Lesetext:
····················
Energiekonzern will das Festival nicht mehr fortsetzen. Kultursenatorin bedauert Rückzug. Seit 2011 gab es mehrere Gegenveranstaltungen, die das Vattenfall-Sponsoring unter Beschuss nahmen.

Hamburg. Die Hansestadt verliert eine literarische Institution: Die Vattenfall Lesetage werden nicht fortgesetzt. Das hat der Energiekonzern am Dienstag in Hamburg bestätigt. Die Lesetage hatten im vergangenen Frühjahr bereits zum 15. Mal stattgefunden. Zu den etwa 100 Veranstaltungen des etablierten Festivals kamen zuletzt rund 12.000 Besucher.

„Wir haben uns nach 15 Jahren gegen eine Weiterführung der Lesetage entschieden, weil sich inzwischen andere Formate herausgebildet haben, die im Literaturbereich gute Arbeit leisten“, sagte Vattenfall-Hamburg-Chef Pieter Wasmuth. Der Wegfall des Alleinstellungsmerkmals habe Vattenfall letztlich bewogen, das Kultursponsoring zu beenden.

Kultursenatorin Barbara Kisseler (parteilos) bedauerte den Rückzug: „Die Vattenfall Lesetage haben 15 Jahre lang einen bedeutenden Beitrag zu Hamburgs Kulturlandschaft geleistet, der an Umfang und Qualität nicht ersetzbar sein wird.“

Der erfolgreiche Volksentscheid für den Rückkauf der Energienetze vom 22. September habe mit der Entscheidung nichts zu tun, versicherte Vattenfall. Als der schwedische Energie-Riese 2002 die Hamburgischen Electricitätswerke (HEW) kaufte, entschloss er sich, deren Engagement für die Literatur in der Hansestadt fortzusetzen. Die Lesetage entwickelten sich schnell zu einem der größten norddeutschen Literaturfestivals. Vattenfall ließ sich sein Engagement bis zu 500.000 Euro im Jahr kosten und trug damit umfangreich zum literarischen Leben der Stadt bei, indem es Autoren von internationalem Format nach Hamburg holte und sich besonders für den Bereich der Kinderliteratur starkmachte.
····················
Datenblock:
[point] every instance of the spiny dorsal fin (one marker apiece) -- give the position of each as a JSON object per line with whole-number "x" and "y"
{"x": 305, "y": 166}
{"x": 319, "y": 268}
····················
Aufgabe A: Nenne alle Jahreszahlen und Kalenderdaten, die im Lesetext über die Vattenfall Lesetage in Ziffern stehen.
Aufgabe B: Schreibe den Lesetext über das Ende der Vattenfall Lesetage nach seinem letzten Satz weiter.
Die Daten sind eigenständiges Material und gehören nicht zum Lesetext.

Schriftliche Antwort A: 2011, 22. September, 2002

Schriftliche Antwort B:
Seit 2011 gab es allerdings mehrere Gegenveranstaltungen, die das Vattenfall-Sponsoring unter Beschuss nahmen. Die Veranstaltungsreihe „Lesen ohne Atomstrom“ prangerte mit prominenten Gästen wie Günter Grass und Nina Hagen „den Kulturmissbrauch der Atomindustrie“ an. Die Initiative Hamburger Energie Wechsel kritisierte massiv das „Greenwashing und Markenbranding eines Konzerns“ und verwahrte sich gegen Werbeveranstaltungen „für einen Atom- und Kohlestromgiganten“.

Insider gehen deshalb davon aus, dass auch andere Gründe als die von Vattenfall genannten eine Rolle bei der Entscheidung gegen künftige Lesetage spielten. Astrid Matthiae, Initiatorin von „Lesetage selbermachen – Vattenfall Tschüss sagen“, zeigte sich erfreut über den Vattenfall-Rückzug: „Kulturförderung ist eine öffentliche Aufgabe, nicht die von Großunternehmen.“ Auch Heiko Böttner, Sprecher von „Lesen ohne Atomstrom“, begrüßte den Abschied des Unternehmens.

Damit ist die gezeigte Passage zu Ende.